__ENTRIES PROVIDED__:
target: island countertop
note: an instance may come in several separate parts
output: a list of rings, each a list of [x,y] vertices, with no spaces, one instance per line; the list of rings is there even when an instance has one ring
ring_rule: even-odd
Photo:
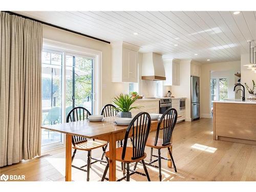
[[[242,103],[242,104],[256,104],[256,100],[247,99],[245,101],[241,100],[225,100],[222,101],[213,101],[215,103]]]

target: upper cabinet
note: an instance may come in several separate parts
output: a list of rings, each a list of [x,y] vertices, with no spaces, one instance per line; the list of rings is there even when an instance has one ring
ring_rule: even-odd
[[[180,85],[180,60],[178,59],[163,59],[166,80],[163,81],[164,86]]]
[[[201,75],[201,66],[191,62],[191,75],[200,77]]]
[[[113,82],[138,82],[139,47],[122,41],[111,43]]]

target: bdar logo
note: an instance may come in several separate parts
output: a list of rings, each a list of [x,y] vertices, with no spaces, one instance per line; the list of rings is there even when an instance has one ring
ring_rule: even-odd
[[[8,179],[9,179],[9,176],[5,175],[5,174],[3,174],[2,175],[1,175],[1,177],[0,177],[0,180],[1,181],[6,181],[8,180]]]

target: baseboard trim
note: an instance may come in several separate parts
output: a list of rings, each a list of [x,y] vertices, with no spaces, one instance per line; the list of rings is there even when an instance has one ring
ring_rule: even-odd
[[[211,116],[210,114],[208,114],[208,113],[202,113],[201,114],[201,117],[202,118],[207,118],[208,119],[210,119],[211,118]]]

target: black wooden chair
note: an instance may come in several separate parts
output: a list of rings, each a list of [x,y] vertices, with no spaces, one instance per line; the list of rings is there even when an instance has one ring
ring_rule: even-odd
[[[119,112],[119,111],[116,109],[116,106],[112,104],[107,104],[104,105],[102,109],[101,109],[101,112],[100,114],[103,115],[104,117],[114,117],[117,115],[117,113]],[[120,141],[118,141],[118,146],[119,146]],[[106,150],[108,147],[108,144],[105,146],[105,150]],[[101,156],[101,160],[103,160],[104,157],[104,153]]]
[[[114,117],[117,115],[119,111],[116,109],[116,106],[112,104],[107,104],[101,109],[101,115],[104,117]]]
[[[127,181],[130,181],[130,175],[135,173],[146,176],[147,180],[150,181],[150,176],[146,169],[144,159],[146,157],[144,152],[146,142],[150,133],[150,126],[151,124],[151,118],[150,115],[146,112],[140,112],[137,114],[132,120],[127,128],[123,147],[116,148],[116,159],[126,164],[126,173],[122,178],[117,181],[121,181],[126,178]],[[132,138],[132,147],[127,146],[127,142],[129,138]],[[105,153],[106,157],[109,157],[110,152]],[[145,174],[130,169],[131,163],[137,163],[141,161]],[[109,163],[107,164],[104,173],[103,174],[101,181],[104,181],[105,177],[109,169]],[[131,173],[130,173],[131,172]]]
[[[174,163],[174,160],[170,152],[170,147],[172,146],[173,143],[170,141],[173,131],[174,131],[175,124],[178,117],[177,111],[175,109],[168,109],[162,115],[162,117],[158,122],[157,130],[156,134],[156,137],[149,138],[146,142],[146,146],[151,148],[150,162],[146,163],[147,165],[159,168],[159,180],[162,180],[161,160],[162,159],[167,160],[171,160],[173,163],[174,170],[177,172],[176,166]],[[163,137],[159,138],[159,132],[162,132]],[[170,159],[167,159],[161,156],[161,150],[164,148],[167,148]],[[158,151],[158,155],[153,154],[153,148],[157,149]],[[152,157],[157,157],[157,159],[152,161]],[[153,165],[152,163],[158,161],[159,166]]]
[[[86,108],[82,106],[77,106],[73,108],[68,114],[67,116],[66,122],[77,121],[84,120],[88,118],[88,116],[91,115],[90,112]],[[97,159],[91,156],[92,150],[102,147],[103,152],[103,155],[105,152],[105,146],[108,144],[106,141],[95,140],[87,139],[85,137],[82,137],[76,136],[72,136],[73,148],[74,149],[72,157],[72,162],[75,158],[75,155],[77,150],[85,151],[88,152],[87,164],[81,167],[77,167],[75,165],[72,165],[72,167],[76,168],[79,170],[87,172],[87,181],[90,180],[90,168],[91,165],[98,161],[107,163],[108,158],[106,157],[106,161],[103,161],[103,159]],[[95,161],[91,162],[91,159]],[[87,169],[84,169],[83,168],[87,166]]]

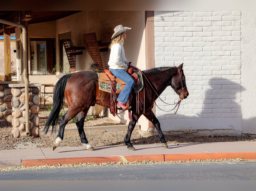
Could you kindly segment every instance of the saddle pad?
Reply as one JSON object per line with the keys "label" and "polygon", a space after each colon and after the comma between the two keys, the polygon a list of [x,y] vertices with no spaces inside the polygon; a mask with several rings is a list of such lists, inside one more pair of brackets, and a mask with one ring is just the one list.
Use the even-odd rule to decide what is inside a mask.
{"label": "saddle pad", "polygon": [[[133,89],[136,92],[141,91],[143,88],[143,83],[142,79],[142,74],[139,71],[136,71],[136,72],[139,75],[139,79],[140,84],[138,86],[136,86],[133,87]],[[109,80],[107,77],[106,78],[106,76],[105,73],[98,73],[98,77],[99,77],[99,89],[100,90],[106,92],[107,92],[110,93],[111,88],[110,87],[110,84]],[[111,80],[114,79],[113,76],[108,75]],[[116,90],[117,94],[120,94],[122,90],[124,88],[126,84],[123,82],[122,80],[117,78],[116,79],[117,82],[115,83]]]}

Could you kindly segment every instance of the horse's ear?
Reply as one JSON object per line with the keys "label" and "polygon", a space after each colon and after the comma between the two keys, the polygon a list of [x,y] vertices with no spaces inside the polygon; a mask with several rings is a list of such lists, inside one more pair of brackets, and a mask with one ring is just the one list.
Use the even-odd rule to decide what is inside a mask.
{"label": "horse's ear", "polygon": [[179,68],[180,70],[182,69],[182,68],[183,67],[183,63],[182,63],[179,66]]}

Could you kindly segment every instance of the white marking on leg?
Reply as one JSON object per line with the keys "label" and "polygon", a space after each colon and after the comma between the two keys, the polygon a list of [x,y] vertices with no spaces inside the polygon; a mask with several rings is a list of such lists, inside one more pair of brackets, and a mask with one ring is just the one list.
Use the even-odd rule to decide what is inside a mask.
{"label": "white marking on leg", "polygon": [[54,144],[55,144],[55,146],[56,147],[57,147],[59,143],[60,143],[63,140],[58,137],[57,137],[56,139],[55,139],[55,141],[54,141]]}
{"label": "white marking on leg", "polygon": [[83,146],[86,147],[86,149],[88,149],[89,148],[93,147],[89,143],[83,143]]}

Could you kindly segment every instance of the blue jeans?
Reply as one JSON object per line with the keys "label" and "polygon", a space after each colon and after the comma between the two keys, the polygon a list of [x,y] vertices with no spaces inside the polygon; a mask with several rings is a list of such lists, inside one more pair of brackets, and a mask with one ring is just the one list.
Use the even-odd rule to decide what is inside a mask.
{"label": "blue jeans", "polygon": [[117,99],[118,101],[126,105],[132,89],[134,85],[134,80],[130,76],[129,74],[123,69],[110,68],[109,70],[113,73],[116,77],[126,83],[126,85],[120,93]]}

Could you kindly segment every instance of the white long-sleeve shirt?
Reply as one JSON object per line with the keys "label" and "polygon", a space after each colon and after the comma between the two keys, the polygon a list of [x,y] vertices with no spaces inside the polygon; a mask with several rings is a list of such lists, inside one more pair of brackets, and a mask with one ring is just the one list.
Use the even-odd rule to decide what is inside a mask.
{"label": "white long-sleeve shirt", "polygon": [[[129,61],[125,57],[124,43],[114,44],[112,46],[108,64],[111,69],[122,69],[126,70]],[[132,64],[131,66],[133,66]]]}

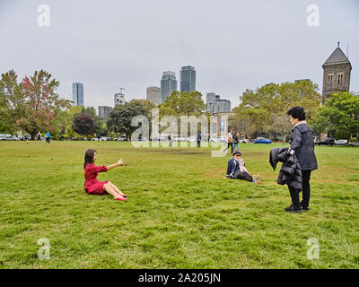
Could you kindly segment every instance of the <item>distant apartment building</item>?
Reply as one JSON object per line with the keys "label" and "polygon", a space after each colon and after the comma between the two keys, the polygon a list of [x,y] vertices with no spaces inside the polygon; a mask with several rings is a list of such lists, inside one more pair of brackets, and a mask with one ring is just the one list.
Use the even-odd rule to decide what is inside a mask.
{"label": "distant apartment building", "polygon": [[115,101],[115,106],[116,105],[124,105],[126,102],[125,95],[120,92],[115,93],[114,101]]}
{"label": "distant apartment building", "polygon": [[161,104],[161,88],[151,86],[146,90],[146,100],[158,106]]}
{"label": "distant apartment building", "polygon": [[168,96],[171,96],[173,91],[177,90],[177,80],[174,72],[163,72],[161,79],[161,103],[162,103]]}
{"label": "distant apartment building", "polygon": [[108,106],[99,106],[99,117],[106,122],[109,112],[112,110],[112,107]]}
{"label": "distant apartment building", "polygon": [[83,106],[83,83],[73,83],[74,106]]}
{"label": "distant apartment building", "polygon": [[196,70],[192,65],[185,65],[180,71],[180,91],[196,91]]}
{"label": "distant apartment building", "polygon": [[221,96],[216,95],[215,92],[206,94],[206,103],[207,105],[207,112],[211,114],[231,111],[231,100],[221,100]]}

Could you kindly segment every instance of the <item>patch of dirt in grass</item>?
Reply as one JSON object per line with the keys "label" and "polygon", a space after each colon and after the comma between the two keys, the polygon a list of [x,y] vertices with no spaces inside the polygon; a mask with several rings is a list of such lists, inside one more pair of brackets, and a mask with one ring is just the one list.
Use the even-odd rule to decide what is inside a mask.
{"label": "patch of dirt in grass", "polygon": [[153,149],[146,151],[148,152],[153,153],[165,153],[165,154],[206,154],[206,152],[199,151],[188,151],[188,149]]}
{"label": "patch of dirt in grass", "polygon": [[214,169],[206,170],[203,174],[206,178],[219,178],[224,177],[225,170],[223,169]]}

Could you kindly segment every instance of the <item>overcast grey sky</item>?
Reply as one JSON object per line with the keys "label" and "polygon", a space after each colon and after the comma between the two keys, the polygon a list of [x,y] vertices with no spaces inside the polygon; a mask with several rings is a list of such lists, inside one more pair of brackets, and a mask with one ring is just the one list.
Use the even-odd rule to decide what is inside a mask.
{"label": "overcast grey sky", "polygon": [[[50,26],[38,25],[38,6],[50,9]],[[307,7],[320,9],[309,26]],[[0,73],[22,79],[45,69],[72,100],[72,83],[84,85],[84,105],[113,106],[144,99],[164,71],[193,65],[197,90],[239,104],[246,89],[311,79],[321,92],[321,65],[340,41],[352,63],[351,91],[359,91],[359,1],[355,0],[0,0]]]}

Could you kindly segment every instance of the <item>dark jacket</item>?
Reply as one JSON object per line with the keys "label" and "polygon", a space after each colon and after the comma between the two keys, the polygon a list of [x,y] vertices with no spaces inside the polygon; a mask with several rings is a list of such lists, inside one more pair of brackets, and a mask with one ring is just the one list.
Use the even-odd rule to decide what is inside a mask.
{"label": "dark jacket", "polygon": [[238,144],[238,136],[237,136],[237,135],[234,135],[233,137],[232,137],[232,139],[233,139],[233,140],[232,140],[232,143],[233,143],[233,144]]}
{"label": "dark jacket", "polygon": [[269,153],[269,163],[276,170],[276,163],[283,162],[279,170],[276,183],[284,186],[302,190],[302,170],[295,154],[291,154],[290,149],[287,147],[273,148]]}
{"label": "dark jacket", "polygon": [[227,178],[237,178],[238,171],[240,171],[240,163],[234,160],[231,159],[228,161],[227,166]]}
{"label": "dark jacket", "polygon": [[302,170],[318,169],[317,157],[314,153],[314,132],[306,122],[296,125],[292,129],[291,149],[301,164]]}

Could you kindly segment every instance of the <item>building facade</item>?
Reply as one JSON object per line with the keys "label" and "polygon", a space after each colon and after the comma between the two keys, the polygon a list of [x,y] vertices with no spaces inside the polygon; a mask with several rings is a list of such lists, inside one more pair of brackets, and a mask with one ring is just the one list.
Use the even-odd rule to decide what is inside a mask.
{"label": "building facade", "polygon": [[161,103],[162,103],[168,96],[171,96],[173,91],[177,90],[177,80],[174,72],[163,72],[161,79]]}
{"label": "building facade", "polygon": [[161,88],[151,86],[146,90],[146,100],[158,106],[161,104]]}
{"label": "building facade", "polygon": [[83,83],[73,83],[74,106],[83,106]]}
{"label": "building facade", "polygon": [[111,110],[112,107],[99,106],[99,117],[101,117],[104,122],[106,122],[107,117]]}
{"label": "building facade", "polygon": [[215,92],[206,94],[206,103],[207,112],[211,114],[231,111],[231,100],[223,100],[220,95],[216,95]]}
{"label": "building facade", "polygon": [[337,91],[349,91],[350,73],[352,65],[343,53],[337,43],[337,48],[323,64],[323,91],[321,102]]}
{"label": "building facade", "polygon": [[180,71],[180,91],[196,91],[196,70],[192,65],[185,65]]}
{"label": "building facade", "polygon": [[126,102],[125,95],[120,92],[115,93],[114,101],[115,101],[115,106],[116,105],[125,105],[125,102]]}

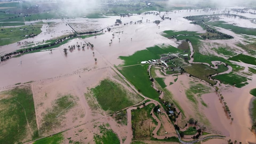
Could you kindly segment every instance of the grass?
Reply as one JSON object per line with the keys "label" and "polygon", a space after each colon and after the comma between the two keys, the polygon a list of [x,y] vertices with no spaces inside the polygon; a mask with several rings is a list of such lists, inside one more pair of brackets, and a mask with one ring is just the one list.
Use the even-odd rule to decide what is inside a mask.
{"label": "grass", "polygon": [[54,101],[52,107],[46,110],[43,115],[43,121],[39,129],[40,133],[47,132],[60,126],[62,121],[65,118],[65,114],[76,104],[77,99],[72,95],[59,94],[58,97]]}
{"label": "grass", "polygon": [[167,86],[165,83],[164,79],[164,78],[162,77],[157,77],[155,78],[155,79],[156,80],[157,82],[159,84],[160,86],[162,88],[165,88]]}
{"label": "grass", "polygon": [[54,135],[51,137],[47,137],[34,142],[33,144],[55,144],[63,142],[64,137],[61,133]]}
{"label": "grass", "polygon": [[224,84],[234,85],[239,88],[241,88],[248,84],[246,82],[247,78],[237,75],[233,72],[228,74],[217,75],[212,78],[219,80]]}
{"label": "grass", "polygon": [[219,54],[222,54],[228,56],[233,56],[236,54],[236,53],[230,50],[227,48],[219,47],[218,48],[214,48],[213,49]]}
{"label": "grass", "polygon": [[248,67],[248,70],[249,72],[253,73],[254,74],[256,74],[256,69],[250,67]]}
{"label": "grass", "polygon": [[154,104],[151,103],[142,108],[132,110],[132,127],[135,139],[148,139],[151,137],[149,124],[146,122],[151,119],[157,125],[156,120],[150,115],[150,112],[154,106]]}
{"label": "grass", "polygon": [[119,58],[124,61],[122,66],[126,66],[140,63],[142,61],[151,59],[159,59],[160,55],[169,53],[177,53],[181,51],[170,45],[162,45],[162,48],[156,45],[146,48],[146,50],[137,51],[132,55],[129,56],[120,56]]}
{"label": "grass", "polygon": [[[0,142],[23,143],[28,137],[33,139],[38,138],[31,88],[17,87],[2,92],[0,96]],[[32,140],[26,139],[26,141]]]}
{"label": "grass", "polygon": [[118,144],[120,143],[120,140],[116,134],[111,129],[108,129],[108,124],[99,126],[100,130],[100,135],[94,134],[93,137],[96,144],[107,144],[111,143]]}
{"label": "grass", "polygon": [[256,122],[256,99],[253,100],[252,104],[252,107],[250,111],[252,121],[255,122]]}
{"label": "grass", "polygon": [[18,23],[0,23],[0,27],[5,26],[22,26],[25,25],[24,22]]}
{"label": "grass", "polygon": [[211,26],[220,27],[227,29],[231,29],[231,31],[238,34],[256,36],[256,29],[243,28],[226,23],[227,23],[225,21],[221,21],[206,23]]}
{"label": "grass", "polygon": [[256,65],[256,58],[243,54],[239,54],[227,59],[228,60],[240,62]]}
{"label": "grass", "polygon": [[132,105],[128,92],[120,84],[105,79],[91,90],[99,104],[104,110],[116,111]]}
{"label": "grass", "polygon": [[[184,67],[186,72],[191,75],[201,80],[203,80],[212,84],[215,84],[216,82],[210,80],[208,77],[215,74],[219,73],[220,72],[217,69],[209,67],[205,64],[192,64],[191,66]],[[228,68],[227,67],[227,70]],[[223,71],[225,71],[223,70]]]}
{"label": "grass", "polygon": [[255,96],[256,96],[256,88],[254,88],[250,91],[250,94]]}
{"label": "grass", "polygon": [[189,126],[183,132],[184,135],[194,135],[197,133],[197,130],[196,129],[193,128],[193,126]]}
{"label": "grass", "polygon": [[[41,28],[42,25],[34,25],[33,26],[26,26],[18,28],[1,28],[0,31],[0,39],[1,40],[0,45],[8,45],[18,42],[27,37],[23,36],[34,34],[38,34],[42,32]],[[26,28],[27,30],[25,30]],[[23,30],[20,30],[20,29]]]}
{"label": "grass", "polygon": [[123,67],[118,70],[146,96],[158,99],[159,94],[151,86],[152,83],[147,73],[148,65],[136,65]]}
{"label": "grass", "polygon": [[207,135],[207,134],[211,134],[210,133],[208,133],[208,132],[203,132],[202,133],[202,135]]}

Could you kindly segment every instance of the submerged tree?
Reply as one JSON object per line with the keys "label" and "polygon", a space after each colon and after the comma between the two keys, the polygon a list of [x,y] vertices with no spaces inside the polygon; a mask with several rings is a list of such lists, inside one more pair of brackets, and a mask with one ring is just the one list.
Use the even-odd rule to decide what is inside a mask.
{"label": "submerged tree", "polygon": [[67,54],[67,49],[65,48],[63,49],[63,50],[64,50],[64,53],[65,53],[65,54],[66,55]]}

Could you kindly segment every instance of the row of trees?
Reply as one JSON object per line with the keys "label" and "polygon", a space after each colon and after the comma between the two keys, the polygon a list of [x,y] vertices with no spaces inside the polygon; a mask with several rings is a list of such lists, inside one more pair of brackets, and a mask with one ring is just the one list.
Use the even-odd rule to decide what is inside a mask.
{"label": "row of trees", "polygon": [[4,56],[2,56],[1,58],[1,61],[3,61],[7,60],[9,59],[13,55],[15,55],[22,54],[24,53],[28,52],[30,51],[34,50],[36,50],[41,49],[42,48],[46,48],[49,47],[54,46],[54,45],[60,44],[64,41],[64,40],[66,39],[69,39],[72,37],[73,37],[77,36],[77,35],[75,34],[71,34],[69,35],[68,36],[66,37],[65,37],[62,38],[61,38],[58,39],[56,41],[50,44],[47,44],[42,45],[39,45],[37,46],[34,47],[33,48],[26,48],[26,49],[23,49],[20,50],[19,51],[16,51],[10,53],[8,53],[6,54]]}

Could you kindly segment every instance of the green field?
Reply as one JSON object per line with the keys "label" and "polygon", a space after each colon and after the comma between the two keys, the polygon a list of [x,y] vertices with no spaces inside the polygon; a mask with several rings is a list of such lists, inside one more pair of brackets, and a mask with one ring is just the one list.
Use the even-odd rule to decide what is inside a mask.
{"label": "green field", "polygon": [[[8,45],[27,38],[23,36],[33,34],[38,34],[42,32],[41,30],[42,26],[34,25],[17,28],[1,28],[0,31],[0,39],[4,39],[4,40],[1,40],[0,45]],[[27,29],[25,29],[25,28]],[[20,30],[20,29],[23,30]]]}
{"label": "green field", "polygon": [[256,74],[256,69],[251,67],[248,67],[248,70],[254,74]]}
{"label": "green field", "polygon": [[23,21],[23,17],[12,17],[0,19],[0,22],[14,22]]}
{"label": "green field", "polygon": [[252,107],[250,112],[252,119],[253,122],[256,122],[256,99],[254,99],[252,101]]}
{"label": "green field", "polygon": [[77,100],[70,94],[59,94],[58,97],[52,104],[52,108],[46,110],[43,115],[43,121],[39,129],[40,134],[60,126],[65,118],[64,115],[75,105]]}
{"label": "green field", "polygon": [[47,137],[34,142],[33,144],[56,144],[63,143],[64,137],[61,133],[55,134],[51,137]]}
{"label": "green field", "polygon": [[247,78],[237,75],[233,72],[229,74],[217,75],[213,77],[212,79],[219,80],[225,84],[234,85],[235,86],[239,88],[248,84],[247,82]]}
{"label": "green field", "polygon": [[[38,138],[30,86],[18,87],[4,91],[0,93],[0,143],[24,143]],[[28,137],[31,138],[28,139]]]}
{"label": "green field", "polygon": [[120,84],[108,80],[101,81],[91,90],[104,110],[115,112],[135,104],[128,96],[132,94],[128,92]]}
{"label": "green field", "polygon": [[214,48],[213,50],[216,51],[219,54],[222,54],[228,56],[233,56],[236,54],[236,53],[228,49],[227,48],[219,47],[217,48]]}
{"label": "green field", "polygon": [[159,94],[151,86],[152,83],[147,72],[148,66],[147,64],[136,65],[118,69],[143,95],[157,99]]}
{"label": "green field", "polygon": [[150,120],[156,125],[158,124],[156,120],[150,115],[150,112],[154,107],[154,104],[150,104],[142,108],[132,110],[132,127],[134,139],[148,139],[151,137],[151,130],[150,128],[150,124],[147,122]]}
{"label": "green field", "polygon": [[167,86],[165,84],[165,83],[164,79],[164,78],[162,77],[157,77],[155,78],[157,82],[159,84],[160,86],[162,88],[164,88]]}
{"label": "green field", "polygon": [[250,94],[253,96],[256,96],[256,88],[254,88],[250,91]]}
{"label": "green field", "polygon": [[156,45],[148,48],[146,50],[137,51],[131,56],[120,56],[119,58],[124,61],[121,66],[126,66],[140,64],[141,61],[151,59],[158,59],[160,55],[168,53],[177,53],[182,51],[170,45],[162,45],[162,48]]}
{"label": "green field", "polygon": [[58,13],[55,12],[54,12],[34,14],[30,15],[31,16],[24,17],[25,21],[29,21],[38,20],[45,20],[48,19],[50,19],[52,18],[61,18],[61,15],[59,15]]}
{"label": "green field", "polygon": [[[181,131],[180,131],[180,132]],[[190,126],[186,130],[183,132],[184,135],[194,135],[197,133],[196,129],[193,128],[193,126]]]}
{"label": "green field", "polygon": [[93,137],[96,144],[119,144],[120,140],[116,134],[111,129],[108,129],[109,124],[103,124],[99,126],[100,135],[94,134]]}
{"label": "green field", "polygon": [[1,23],[0,27],[5,26],[23,26],[25,25],[24,22],[18,23]]}
{"label": "green field", "polygon": [[212,84],[215,84],[216,82],[209,79],[208,77],[210,75],[224,72],[228,69],[227,67],[224,67],[222,66],[220,66],[221,68],[218,70],[218,69],[213,69],[204,64],[193,64],[191,66],[183,68],[186,72]]}
{"label": "green field", "polygon": [[256,36],[256,29],[243,28],[226,23],[224,21],[215,21],[206,23],[210,26],[221,27],[227,29],[231,29],[231,31],[238,34]]}
{"label": "green field", "polygon": [[243,54],[239,54],[227,59],[256,65],[256,58]]}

__THE PROBLEM__:
Can you copy the entries word for word, from the start of the entries through the line that contains "[[[113,82],[138,82],[139,47],[122,41],[111,43]]]", leaving the pictures out?

__RESULT OF THIS EXERCISE__:
target: island countertop
note: an instance may come in several separate parts
output: a list of rings, each a list of [x,y] vertices, with no spaces, one instance per line; the list of rings is there even when an instance has one ring
ring_rule: even-odd
Photo:
[[[242,103],[242,104],[256,104],[256,100],[247,99],[245,101],[241,100],[225,100],[222,101],[213,101],[215,103]]]

target: upper cabinet
note: an instance may come in several separate parts
output: a list of rings, each a list of [x,y] vertices, with no spaces, one instance per line; the list of rings is there even when an instance has one ring
ring_rule: even-odd
[[[180,85],[180,60],[178,59],[163,59],[166,80],[163,81],[164,86]]]
[[[201,75],[201,66],[191,62],[191,75],[200,77]]]
[[[113,82],[138,82],[139,47],[122,41],[111,43]]]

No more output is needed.